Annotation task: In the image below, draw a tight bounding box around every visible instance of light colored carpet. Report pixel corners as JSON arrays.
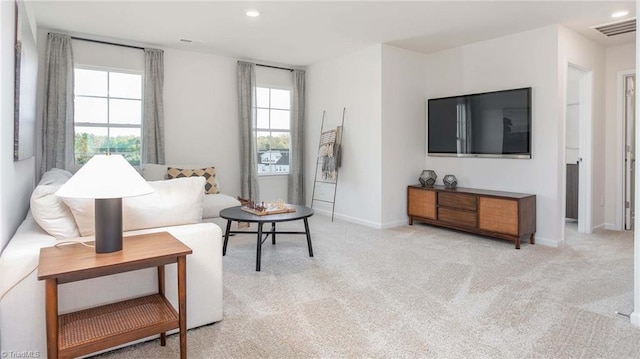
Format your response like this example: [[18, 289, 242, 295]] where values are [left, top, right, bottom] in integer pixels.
[[95, 215, 640, 358]]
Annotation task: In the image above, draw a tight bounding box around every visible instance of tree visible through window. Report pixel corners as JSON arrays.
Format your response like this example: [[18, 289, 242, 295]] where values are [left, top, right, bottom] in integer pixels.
[[255, 87, 291, 175], [74, 68, 142, 166]]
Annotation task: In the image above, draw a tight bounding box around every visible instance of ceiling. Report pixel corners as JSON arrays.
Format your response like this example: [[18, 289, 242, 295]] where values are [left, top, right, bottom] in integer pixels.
[[26, 0, 636, 66]]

========

--- Problem details ---
Rewrite the records above as a Markdown table with two columns, "No." and "Text", giving each line its own numbered row and skipping blank lines. Leave the pictures out of the table.

--- Written answer ---
| No. | Text |
|---|---|
| 1 | Annotation task: In the image below, draw a tight bounding box around every visible instance of light colored carpet. Report pixel corners as JSON arrays. |
| 2 | Format your response like this example: [[18, 289, 242, 295]] where values are [left, top, right, bottom] in integer pixels. |
| 3 | [[95, 215, 640, 358]] |
| 4 | Annotation task: In the image above, draw a tight bounding box around every visible instance of tree visible through window. Report pixel corners as JSON arrays. |
| 5 | Format your response like this example: [[18, 289, 242, 295]] where values are [left, top, right, bottom] in integer pixels. |
| 6 | [[255, 87, 291, 175], [74, 68, 142, 166]] |
| 7 | Annotation task: In the image above, draw a tight bounding box around every visible instance of ceiling. Report pixel corners as JSON arrays. |
| 8 | Format your response like this example: [[18, 289, 242, 295]] where values are [left, top, right, bottom] in integer pixels. |
| 9 | [[26, 0, 636, 66]] |